TEXTO PARA LEER:

La cercanía se debe, claro, a la ligereza que poseen todos y cada uno de los personajes esbozados en la serie de Shingo Natsume. Importa poco, por ejemplo, que en el episodio piloto Cap actuase como un pequeño dictador, para cuando tres capítulos más tarde este decida formar un equipo de práctica de béisbol con las personas que había estado maltratando. Tal es el carácter líquido de los personajes –los roles de buenos, malos, mejores y peores intercambiados capítulo a capítulo– que pareciera que cada uno de sus retratos-robot se construyera a partir de una suma cubista de versiones, incluso algunas de ellas prácticamente incompatibles (la imagen pública y privada de Asakaze es clave, en este sentido). Por paradójico que parezca, en el fondo, tampoco fuera de la pantalla viviremos dibujades claramente… Lejos de toda épica, nunca deberemos entender nuestra personalidad, ni el mundo que nos rodea, como si estuvieran delimitados con un crayón negro, de contorno sencillo, engañoso.

Ahí cabe retornar a las imágenes. Navegando por entre las apabullantes corrientes de la psicología de personaje, Sonny Boy alterna en su seno varias formas de cotejar el retrato como herramienta expresiva, como objeto para una mirada con sujeto propio. Auténtico abanico, toda la estética de la serie va a orbitar, de hecho, alrededor de esta personalización del retrato, de este regalar a cada plano un enfoque concreto. Cada busto con su tema y, para empezar, un trabajo a fondo sobre el realismo como materia de emoción prima, con algunos primerísimos primeros planos de ojos y el sombreado casi cientifista de los rostros.

Estos momentos, breves destellos de reacción, son terreno para la ambivalencia, nos recuerdan que el gran enigma del mundo sigue siendo el humano. También en terreno de lo realista se asentará el uso recurrente de la técnica de la rotoscopia, ágil y fluida como solo la réplica del movimiento humano real puede serlo, pero también tan marciana como cualquier técnica fotográfica resulta ante un mundo de movimientos pautados a entre 8 y 12 fotogramas por segundo (esa es la velocidad media de un personaje animado para la televisión japonesa).

QUÉ HAY QUE HACER: Reproduce sin cambios un pasaje del texto sobre Sonny Boy: empieza en las palabras "Estos momentos, breves" y termina después de "la televisión japonesa).".

ÍTEMS PROPORCIONADOS:
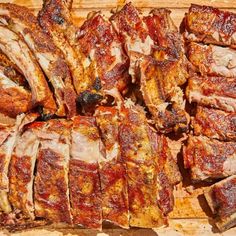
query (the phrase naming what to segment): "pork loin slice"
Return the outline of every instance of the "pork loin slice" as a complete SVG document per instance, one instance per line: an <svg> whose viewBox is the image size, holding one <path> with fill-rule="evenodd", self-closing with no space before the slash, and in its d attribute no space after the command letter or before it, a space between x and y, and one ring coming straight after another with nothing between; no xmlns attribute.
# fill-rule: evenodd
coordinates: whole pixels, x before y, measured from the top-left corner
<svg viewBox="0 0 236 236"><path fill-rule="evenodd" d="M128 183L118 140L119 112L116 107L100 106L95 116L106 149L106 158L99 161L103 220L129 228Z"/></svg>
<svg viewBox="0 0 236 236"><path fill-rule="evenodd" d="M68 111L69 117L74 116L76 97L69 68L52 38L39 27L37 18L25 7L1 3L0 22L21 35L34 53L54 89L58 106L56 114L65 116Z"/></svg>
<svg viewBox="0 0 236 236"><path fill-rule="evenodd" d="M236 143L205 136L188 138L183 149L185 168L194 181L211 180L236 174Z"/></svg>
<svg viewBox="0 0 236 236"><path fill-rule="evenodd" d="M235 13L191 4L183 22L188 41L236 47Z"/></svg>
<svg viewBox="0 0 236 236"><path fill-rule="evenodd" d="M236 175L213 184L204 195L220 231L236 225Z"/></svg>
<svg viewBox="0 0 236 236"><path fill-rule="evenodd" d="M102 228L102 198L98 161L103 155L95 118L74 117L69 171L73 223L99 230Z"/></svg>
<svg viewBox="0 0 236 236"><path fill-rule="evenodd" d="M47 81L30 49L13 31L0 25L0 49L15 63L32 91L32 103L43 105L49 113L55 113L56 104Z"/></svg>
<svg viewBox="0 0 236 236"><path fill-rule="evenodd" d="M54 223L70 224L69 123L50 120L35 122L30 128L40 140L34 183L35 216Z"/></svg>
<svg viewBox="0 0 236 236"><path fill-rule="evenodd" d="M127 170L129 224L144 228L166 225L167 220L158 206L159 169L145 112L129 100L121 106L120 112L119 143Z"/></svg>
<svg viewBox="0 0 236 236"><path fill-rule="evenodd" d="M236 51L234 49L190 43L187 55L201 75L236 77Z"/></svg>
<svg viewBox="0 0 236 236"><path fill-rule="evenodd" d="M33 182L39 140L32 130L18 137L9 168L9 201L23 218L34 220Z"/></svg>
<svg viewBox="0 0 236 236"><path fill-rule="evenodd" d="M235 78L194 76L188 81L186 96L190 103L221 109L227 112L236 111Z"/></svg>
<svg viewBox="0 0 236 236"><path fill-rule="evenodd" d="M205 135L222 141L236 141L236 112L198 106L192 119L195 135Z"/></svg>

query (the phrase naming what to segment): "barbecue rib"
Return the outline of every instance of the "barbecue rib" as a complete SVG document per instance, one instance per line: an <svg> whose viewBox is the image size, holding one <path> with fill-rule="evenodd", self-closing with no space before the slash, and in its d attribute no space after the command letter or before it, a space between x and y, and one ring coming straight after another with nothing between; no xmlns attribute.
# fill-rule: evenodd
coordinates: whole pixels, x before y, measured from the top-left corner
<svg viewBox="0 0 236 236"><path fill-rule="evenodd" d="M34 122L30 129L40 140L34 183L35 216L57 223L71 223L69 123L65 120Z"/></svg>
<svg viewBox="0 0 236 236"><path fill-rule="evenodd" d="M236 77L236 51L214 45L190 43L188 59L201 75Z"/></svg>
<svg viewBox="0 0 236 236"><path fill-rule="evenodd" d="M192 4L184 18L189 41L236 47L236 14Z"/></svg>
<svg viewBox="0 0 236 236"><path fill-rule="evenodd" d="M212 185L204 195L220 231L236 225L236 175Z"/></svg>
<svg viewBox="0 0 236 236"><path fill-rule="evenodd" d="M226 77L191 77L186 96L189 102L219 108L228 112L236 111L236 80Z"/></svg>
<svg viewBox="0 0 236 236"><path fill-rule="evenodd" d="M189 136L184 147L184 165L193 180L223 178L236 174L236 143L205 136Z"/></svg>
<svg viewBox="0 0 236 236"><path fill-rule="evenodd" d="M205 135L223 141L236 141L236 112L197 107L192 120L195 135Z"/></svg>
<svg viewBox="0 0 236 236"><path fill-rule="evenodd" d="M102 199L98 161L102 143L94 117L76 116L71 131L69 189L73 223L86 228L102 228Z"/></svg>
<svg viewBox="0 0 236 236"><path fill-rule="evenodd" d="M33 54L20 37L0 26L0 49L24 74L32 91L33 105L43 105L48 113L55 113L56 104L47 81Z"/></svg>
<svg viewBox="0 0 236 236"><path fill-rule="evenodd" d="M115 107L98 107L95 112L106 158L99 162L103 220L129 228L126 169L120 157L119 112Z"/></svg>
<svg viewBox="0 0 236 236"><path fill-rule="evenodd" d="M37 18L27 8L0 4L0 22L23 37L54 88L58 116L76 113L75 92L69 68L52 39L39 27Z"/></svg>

SOLUCIÓN:
Estos momentos, breves destellos de reacción, son terreno para la ambivalencia, nos recuerdan que el gran enigma del mundo sigue siendo el humano. También en terreno de lo realista se asentará el uso recurrente de la técnica de la rotoscopia, ágil y fluida como solo la réplica del movimiento humano real puede serlo, pero también tan marciana como cualquier técnica fotográfica resulta ante un mundo de movimientos pautados a entre 8 y 12 fotogramas por segundo (esa es la velocidad media de un personaje animado para la televisión japonesa).